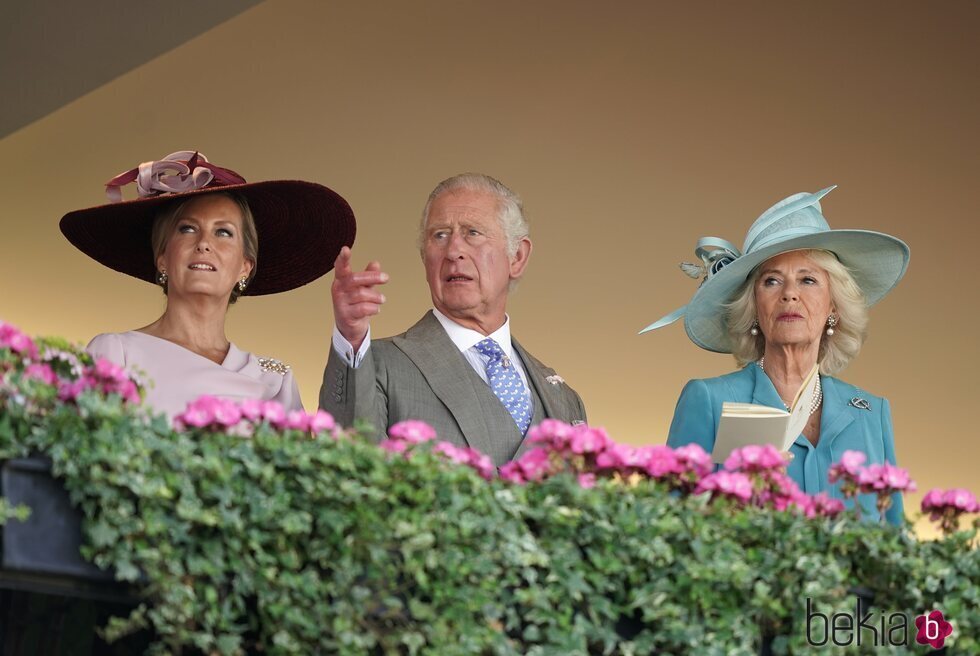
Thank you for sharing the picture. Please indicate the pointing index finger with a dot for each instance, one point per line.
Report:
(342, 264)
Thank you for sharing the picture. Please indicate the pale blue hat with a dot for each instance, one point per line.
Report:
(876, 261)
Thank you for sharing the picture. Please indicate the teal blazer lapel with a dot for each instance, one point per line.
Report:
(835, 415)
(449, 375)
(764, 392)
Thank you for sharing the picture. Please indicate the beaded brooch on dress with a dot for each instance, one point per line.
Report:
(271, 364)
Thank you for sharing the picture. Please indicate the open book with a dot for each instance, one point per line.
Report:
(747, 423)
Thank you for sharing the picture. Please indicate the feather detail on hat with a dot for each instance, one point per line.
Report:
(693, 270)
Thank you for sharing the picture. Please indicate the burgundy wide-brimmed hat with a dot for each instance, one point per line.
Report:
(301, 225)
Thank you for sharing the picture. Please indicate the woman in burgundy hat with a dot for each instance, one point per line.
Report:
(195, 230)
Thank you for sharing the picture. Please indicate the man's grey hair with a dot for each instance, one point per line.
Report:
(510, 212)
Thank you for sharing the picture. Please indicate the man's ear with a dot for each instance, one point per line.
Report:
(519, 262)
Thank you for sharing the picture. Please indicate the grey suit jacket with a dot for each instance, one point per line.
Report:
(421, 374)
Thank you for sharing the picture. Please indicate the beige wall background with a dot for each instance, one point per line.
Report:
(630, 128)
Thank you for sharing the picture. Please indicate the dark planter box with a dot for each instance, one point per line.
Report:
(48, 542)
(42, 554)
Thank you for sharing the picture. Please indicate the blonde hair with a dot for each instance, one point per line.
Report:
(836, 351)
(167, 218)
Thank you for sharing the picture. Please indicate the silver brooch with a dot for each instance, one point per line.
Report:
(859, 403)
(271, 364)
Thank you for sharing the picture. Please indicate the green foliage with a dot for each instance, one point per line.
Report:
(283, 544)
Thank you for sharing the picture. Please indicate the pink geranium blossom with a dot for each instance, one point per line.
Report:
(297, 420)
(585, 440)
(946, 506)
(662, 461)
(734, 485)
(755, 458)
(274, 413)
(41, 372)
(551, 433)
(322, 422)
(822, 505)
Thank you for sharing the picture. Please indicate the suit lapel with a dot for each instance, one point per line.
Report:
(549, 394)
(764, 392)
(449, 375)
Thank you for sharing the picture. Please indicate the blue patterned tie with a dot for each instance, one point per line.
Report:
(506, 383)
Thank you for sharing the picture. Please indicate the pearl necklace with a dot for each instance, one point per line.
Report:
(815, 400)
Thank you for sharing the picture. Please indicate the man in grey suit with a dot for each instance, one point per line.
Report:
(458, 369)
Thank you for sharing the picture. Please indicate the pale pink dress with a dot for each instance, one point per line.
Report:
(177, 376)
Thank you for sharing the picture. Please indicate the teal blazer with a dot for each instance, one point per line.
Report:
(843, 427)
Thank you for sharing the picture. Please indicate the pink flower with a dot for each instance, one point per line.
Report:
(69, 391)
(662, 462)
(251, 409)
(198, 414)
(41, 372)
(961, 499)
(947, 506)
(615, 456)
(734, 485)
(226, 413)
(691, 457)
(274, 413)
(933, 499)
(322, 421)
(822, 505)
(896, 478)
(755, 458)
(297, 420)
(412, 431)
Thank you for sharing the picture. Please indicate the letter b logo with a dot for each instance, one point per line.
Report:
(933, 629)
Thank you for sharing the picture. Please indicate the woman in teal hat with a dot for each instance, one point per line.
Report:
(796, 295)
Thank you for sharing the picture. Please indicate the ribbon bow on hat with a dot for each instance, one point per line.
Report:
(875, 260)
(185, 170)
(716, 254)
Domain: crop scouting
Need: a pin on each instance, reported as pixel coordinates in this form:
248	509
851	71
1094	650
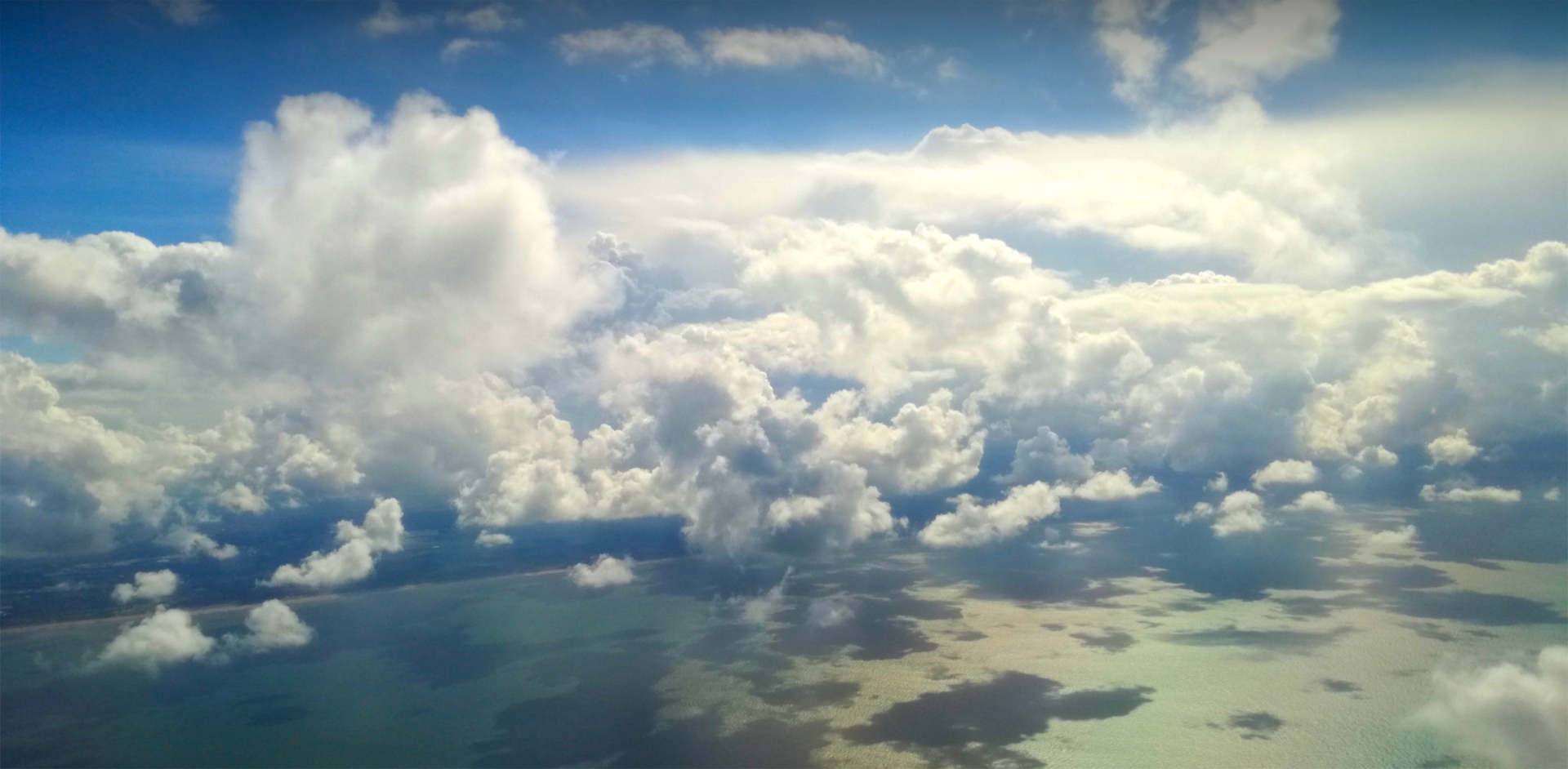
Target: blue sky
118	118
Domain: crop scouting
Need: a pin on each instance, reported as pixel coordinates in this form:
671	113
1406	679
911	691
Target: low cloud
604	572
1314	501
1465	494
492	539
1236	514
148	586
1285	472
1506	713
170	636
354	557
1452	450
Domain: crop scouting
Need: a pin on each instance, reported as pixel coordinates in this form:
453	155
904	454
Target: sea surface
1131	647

- YOUR TASK: Report every line from the listing above where the string "woman" can be found.

- EXERCISE SOLUTION:
Thank you for sharing the picture. Please indicate the woman in burgundy hat with a dot for each instance, one point per line.
Thank you for sharing the picture. Please indicate the woman in teal hat with a dot for each instance, one point per line.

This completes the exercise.